Stated task. Quote all entries in full, exactly.

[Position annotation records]
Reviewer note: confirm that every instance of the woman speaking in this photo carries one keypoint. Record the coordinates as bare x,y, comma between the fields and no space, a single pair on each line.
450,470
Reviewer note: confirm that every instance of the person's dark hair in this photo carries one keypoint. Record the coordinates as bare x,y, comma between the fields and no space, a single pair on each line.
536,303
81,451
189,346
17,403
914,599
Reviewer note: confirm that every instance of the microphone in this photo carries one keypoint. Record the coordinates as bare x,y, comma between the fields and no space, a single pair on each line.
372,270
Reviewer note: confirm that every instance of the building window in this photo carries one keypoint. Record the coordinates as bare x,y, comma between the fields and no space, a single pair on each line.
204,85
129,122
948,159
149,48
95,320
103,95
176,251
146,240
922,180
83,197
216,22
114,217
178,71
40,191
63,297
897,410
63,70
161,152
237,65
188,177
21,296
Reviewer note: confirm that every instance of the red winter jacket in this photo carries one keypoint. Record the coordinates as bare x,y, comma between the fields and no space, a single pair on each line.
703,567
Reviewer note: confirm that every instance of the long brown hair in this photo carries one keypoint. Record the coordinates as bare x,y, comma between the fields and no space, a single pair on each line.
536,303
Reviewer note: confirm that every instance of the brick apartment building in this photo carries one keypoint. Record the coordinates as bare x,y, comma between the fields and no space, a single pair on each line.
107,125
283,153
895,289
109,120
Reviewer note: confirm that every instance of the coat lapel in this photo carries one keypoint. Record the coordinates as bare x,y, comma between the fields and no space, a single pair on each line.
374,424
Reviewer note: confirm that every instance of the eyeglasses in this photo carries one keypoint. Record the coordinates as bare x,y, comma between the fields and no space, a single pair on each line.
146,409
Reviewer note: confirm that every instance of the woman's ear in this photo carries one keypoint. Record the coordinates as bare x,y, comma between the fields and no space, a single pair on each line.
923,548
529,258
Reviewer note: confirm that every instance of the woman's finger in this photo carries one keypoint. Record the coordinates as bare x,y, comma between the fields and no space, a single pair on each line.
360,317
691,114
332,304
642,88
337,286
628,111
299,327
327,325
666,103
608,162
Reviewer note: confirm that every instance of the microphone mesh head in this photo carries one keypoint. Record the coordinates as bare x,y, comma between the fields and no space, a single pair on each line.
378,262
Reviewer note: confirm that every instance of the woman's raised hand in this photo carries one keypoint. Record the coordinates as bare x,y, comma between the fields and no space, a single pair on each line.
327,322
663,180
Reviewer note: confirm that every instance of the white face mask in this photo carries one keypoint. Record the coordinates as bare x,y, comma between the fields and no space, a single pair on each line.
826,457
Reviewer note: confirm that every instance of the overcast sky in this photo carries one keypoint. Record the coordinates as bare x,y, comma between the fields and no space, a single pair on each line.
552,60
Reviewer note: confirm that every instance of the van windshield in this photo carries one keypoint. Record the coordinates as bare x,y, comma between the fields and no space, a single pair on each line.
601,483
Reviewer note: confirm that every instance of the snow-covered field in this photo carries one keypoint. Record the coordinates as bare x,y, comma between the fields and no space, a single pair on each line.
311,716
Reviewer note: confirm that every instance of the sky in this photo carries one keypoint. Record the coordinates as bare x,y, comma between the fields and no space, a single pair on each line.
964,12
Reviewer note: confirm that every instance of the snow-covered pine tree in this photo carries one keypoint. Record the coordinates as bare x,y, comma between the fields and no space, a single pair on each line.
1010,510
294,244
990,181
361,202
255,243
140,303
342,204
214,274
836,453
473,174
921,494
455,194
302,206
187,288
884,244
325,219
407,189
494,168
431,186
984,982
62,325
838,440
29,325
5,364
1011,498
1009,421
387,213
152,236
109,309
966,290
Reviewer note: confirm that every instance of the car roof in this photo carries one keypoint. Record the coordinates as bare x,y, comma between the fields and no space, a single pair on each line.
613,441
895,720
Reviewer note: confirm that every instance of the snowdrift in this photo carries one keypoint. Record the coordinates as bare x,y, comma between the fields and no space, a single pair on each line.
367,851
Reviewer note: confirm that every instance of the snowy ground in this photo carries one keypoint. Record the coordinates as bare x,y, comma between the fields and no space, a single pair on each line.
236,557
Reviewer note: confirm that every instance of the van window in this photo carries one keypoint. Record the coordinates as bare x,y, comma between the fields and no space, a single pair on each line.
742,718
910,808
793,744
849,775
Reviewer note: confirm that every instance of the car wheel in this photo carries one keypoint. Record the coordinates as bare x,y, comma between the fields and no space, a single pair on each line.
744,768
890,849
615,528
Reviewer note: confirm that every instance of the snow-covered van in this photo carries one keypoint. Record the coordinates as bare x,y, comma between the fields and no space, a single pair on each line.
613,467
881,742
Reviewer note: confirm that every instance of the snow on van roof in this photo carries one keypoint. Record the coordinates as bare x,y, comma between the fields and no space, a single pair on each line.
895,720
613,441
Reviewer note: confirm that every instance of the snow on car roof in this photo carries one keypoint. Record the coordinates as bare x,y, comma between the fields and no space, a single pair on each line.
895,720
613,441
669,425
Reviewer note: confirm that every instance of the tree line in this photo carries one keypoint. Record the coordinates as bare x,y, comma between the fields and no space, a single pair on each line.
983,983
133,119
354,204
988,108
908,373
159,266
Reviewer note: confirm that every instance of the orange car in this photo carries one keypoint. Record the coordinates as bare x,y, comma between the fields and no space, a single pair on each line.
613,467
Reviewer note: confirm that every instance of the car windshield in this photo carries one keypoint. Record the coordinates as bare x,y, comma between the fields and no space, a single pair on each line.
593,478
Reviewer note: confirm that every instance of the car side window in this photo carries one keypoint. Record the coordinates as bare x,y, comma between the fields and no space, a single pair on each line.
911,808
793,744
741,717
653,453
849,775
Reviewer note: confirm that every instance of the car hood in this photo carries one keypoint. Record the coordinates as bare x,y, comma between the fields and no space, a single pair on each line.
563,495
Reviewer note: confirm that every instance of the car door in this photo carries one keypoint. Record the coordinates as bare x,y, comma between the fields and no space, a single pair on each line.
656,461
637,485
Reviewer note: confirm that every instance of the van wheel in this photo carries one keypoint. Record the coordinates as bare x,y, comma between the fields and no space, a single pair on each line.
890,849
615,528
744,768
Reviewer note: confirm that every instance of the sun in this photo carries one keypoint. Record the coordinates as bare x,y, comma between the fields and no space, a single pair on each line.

Response below.
Reviewer note: confirm that every instance of the woman speaking in this photo carries one keypoint. Record the coordinates as bare x,y, comma between the fields and no space, a single pair on each line.
450,470
Reviewer note: confirm that every instance of the person's dark hair in this photo carries one keypoint. Record the coordinates as bare x,y, comma between the fields and no space, a single pair on each line.
536,303
81,451
189,346
17,403
914,599
Reviewer note: confirm that every instance of the microphone in this photo carries one keypoint. Record the coordinates as bare x,y, comma between the fields and no space, a single pair on each line.
372,270
Reviewer note: confirm that every instance of the building window in this photo carries one keypoint. Record the coordinates as bare x,y, comma between the fields and no space, a single pair on each line.
204,85
129,122
948,159
149,48
95,320
103,95
176,251
146,240
922,180
83,197
216,22
114,217
178,71
40,191
63,297
897,410
63,70
161,152
237,65
188,177
21,296
Reviewer note: confirm that every instance of the red winter jacket in this photo carries one keypoint. Record the coordinates as bare x,y, comma between the fields and no space, a single pair on each line.
703,567
Reviewer note: confirm that every instance of the long brown hair in this photo carries one keypoint. Record the coordinates as bare x,y, comma between the fields and no space, a single pair on each line.
536,303
Reviewer note: confirm that every instance of the brick apartment building in this photo carries one keypoint. Record the coordinates as bare x,y, comma between the fields and no space, a single pair on each line.
107,125
283,153
895,289
109,120
Reviewer note: confirm that every instance of the coat lapel in this photo carries one keypoint. Record the coordinates as bare x,y, comma between the fields and no space, a single pair on each line.
374,424
Reviewer note: confirm that every instance of the eyeglasses in this photo carries one keypoint. Record the coordinates as bare x,y, comma between the fields and no space, a single pair on each line.
146,409
Reviewer note: confirm that every instance of the woman's ear in this photo carries one keypoint. Record the coordinates as bare x,y, comma between the fields and no space, a single pair on each line.
923,548
529,258
Reviewer note: confirm that every instance of the woman's finger in this photo carries one keypoint. Record the coordinates as bare x,y, comma between the fields and no space, a single pair on each line.
360,317
691,114
332,304
642,88
337,286
628,111
299,327
327,325
666,103
608,162
Reviewer note: confirm that every instance of the microphone mesh head in this photo carries one keypoint. Record the coordinates as bare x,y, comma between the fields and no space, a single pair on each line.
378,262
Reviewer note: confirm that every instance of the woman's raised hand in this photo carries one keypoint. Record the coordinates as bare x,y, comma between the fields and no space, a single pair on each line.
327,322
663,180
Reviewer note: confirm that every instance of the white face mask in this photo carries one keypoint. Record the coordinates as bare x,y, comma between the fields and no space, a single pair on each line.
826,457
Reviewer note: confirm that every instance of the overcast sky in this photo carries one keypoint. Record the coordinates as bare x,y, comma between the fields and no space, a single pair on each line.
552,60
Reviewer note: confirm that every instance of the van windshield in this photo carries one keypoint. Record the coordinates as bare x,y, comma between the fields and no space, a single pair on each line.
601,483
Reviewer note: confirm that every instance of the snow-covered field in this photo carries one keypoint. Record the coordinates as bare x,y, comma between the fields and no space, a single pair on each line.
311,716
Reviewer note: confirm that every instance of the sky in this photo carries one keypoint. Record the coordinates as bare x,y, comma between the fields and no space, a single pair on each line.
964,12
Reviewer note: confirm that every instance of the snow-covered pine tree in this photo carries one keypoint. Record the coordinates as bare x,y, comma between the fields and no space, a single pair on each line.
1010,510
294,244
990,181
361,202
255,243
140,303
342,204
214,274
836,453
473,174
921,494
455,194
302,206
187,288
884,244
325,219
407,189
494,168
431,186
984,982
62,325
838,440
29,325
5,364
1011,498
1009,421
387,213
152,236
109,309
966,290
Reviewer note: confirm that every instance of the car roof in this photo carries one keypoint. Record the coordinates as bare x,y, comma between the fields and no space, a single pair on each line.
613,441
895,720
Reviewer note: confirm that every instance of the snowdrift in this photo carries one keypoint. Record the coordinates as bare x,y, comma between the fields and no space, a single pair on each line.
367,851
Reviewer note: confirm that every instance of the snowy ground in this photo carries one keypoint. Record the coordinates as bare x,y, comma between the fields and no space, a single pair on each line.
236,557
Reviewer note: confirm that every instance of the van window in this photo carries one keypoint. Record the coordinates as bare x,y, comma between the fields and no space, a single pair on each line.
742,718
910,808
793,744
849,775
Reviewer note: confirm that every instance of the car wheel in this photo carries one keypoint. Record the coordinates as bare x,y, comma between the fields and no space, a single pair on each line.
744,768
890,849
615,528
Reviewer note: confirm that every instance of the snow-covered van in this photo carries one keypoint. Record the coordinates as bare x,y, comma between the fields and no space, a single pair on each line.
613,467
881,742
Reviewer note: confirm that every instance of the snow on van roof in this photo carries one keypoint. Record the coordinates as bare x,y, comma between the fields and no space, a single pair on each line.
895,720
613,441
Reviewer note: confirm that every instance of the snow on car roof in this photo carries one keypoint. Record the coordinates as bare x,y, comma between the fields and no space, a single pair on each line.
895,720
613,441
669,425
Reviewer note: confirm that every instance of the tree line in this photo carries one keypoint. Record the coordinates as bare x,y, comma between the fields and no space, a single pair on each line.
983,983
133,119
354,204
988,108
908,373
159,266
Reviewer note: confirm that every instance of the orange car in this photo carries one keypoint. Record the coordinates as bare x,y, comma between the fields and no space, a single pair on each line.
613,467
Reviewer note: confirm that every instance of the car windshield in this photo carries one keypoint. Record the coordinates as bare x,y, comma between the fields and no space, a single pair on each line.
593,478
Reviewer note: confirm that every instance of the car side window in this photo carries one keypoint. Record the coordinates as bare x,y, comma between the fields and no space, a single pair on each line.
911,808
793,744
741,717
653,453
849,775
Reviewer note: confirm that every instance of the car hood in this photo carries one keypoint. Record the coordinates as bare x,y, comma between the fields and no space, a single pair on each line.
563,495
Reviewer note: confirm that every instance of the car door in this photo carries one keypoint. Record the coordinates as bare x,y, comma between the fields and no space, a single pair on each line.
656,461
637,485
Reviewer note: confirm that every instance of the van wheel in this photo carries one keypoint. Record the coordinates as bare x,y, comma between the fields and no space, a single pair on each line.
890,849
615,528
744,768
Reviewer note: confirm that every instance of the sun in this photo carries one keypoint. Record the coordinates as bare x,y, comma between the fields and no space, a single pair on each line.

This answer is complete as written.